→ WHAT TO WORK ON:
Set out every line of the material below as a numbered list, leaving out blank lines.

→ EXTRACTED DATA:
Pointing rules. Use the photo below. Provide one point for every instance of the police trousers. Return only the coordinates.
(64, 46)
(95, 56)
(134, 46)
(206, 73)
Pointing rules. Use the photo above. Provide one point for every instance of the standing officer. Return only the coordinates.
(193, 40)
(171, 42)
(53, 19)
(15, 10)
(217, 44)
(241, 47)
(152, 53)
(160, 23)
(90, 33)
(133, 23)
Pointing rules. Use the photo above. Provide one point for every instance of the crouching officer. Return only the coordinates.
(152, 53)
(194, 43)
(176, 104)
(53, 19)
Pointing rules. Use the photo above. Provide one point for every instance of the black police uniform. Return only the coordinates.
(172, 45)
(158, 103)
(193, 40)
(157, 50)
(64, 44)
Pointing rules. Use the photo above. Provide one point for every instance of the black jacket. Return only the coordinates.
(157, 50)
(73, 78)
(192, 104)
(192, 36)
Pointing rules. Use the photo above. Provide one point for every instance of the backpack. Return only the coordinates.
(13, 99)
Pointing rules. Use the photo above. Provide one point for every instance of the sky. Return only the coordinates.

→ RESULT OF THIS EXERCISE:
1. Pointing rules. Use the photo below. Provide one point for every instance of the police trousers. Return only the coordinates.
2. (64, 46)
3. (95, 56)
4. (134, 46)
5. (206, 73)
6. Pointing rules. Use the photo above. Provide one point for every instance of the standing officer. Return only the coordinates.
7. (193, 40)
8. (171, 42)
9. (53, 19)
10. (15, 10)
11. (217, 44)
12. (241, 47)
13. (152, 53)
14. (160, 23)
15. (90, 33)
16. (133, 23)
17. Pointing rules. Use the photo above. Provide one point for every instance of the crouching officer. Return only the coordinates.
18. (152, 53)
19. (194, 43)
20. (176, 104)
21. (53, 19)
22. Pointing rules. Use the photo above. Provide one point for every instance of the black police uniform. Return only the coordinates.
23. (172, 45)
24. (158, 103)
25. (193, 40)
26. (157, 50)
27. (64, 44)
28. Pointing rules. Use the photo above. Provide one point for every instance of the black jacket. Return only the coordinates.
29. (157, 50)
30. (73, 78)
31. (192, 104)
32. (192, 36)
33. Pointing rules. Use the photo above. Provide one point for every instance of the backpack. Return only the coordinates.
34. (13, 99)
35. Pointing rules. Use the photo above. Provide one point for every instance of the sky. Return only the coordinates.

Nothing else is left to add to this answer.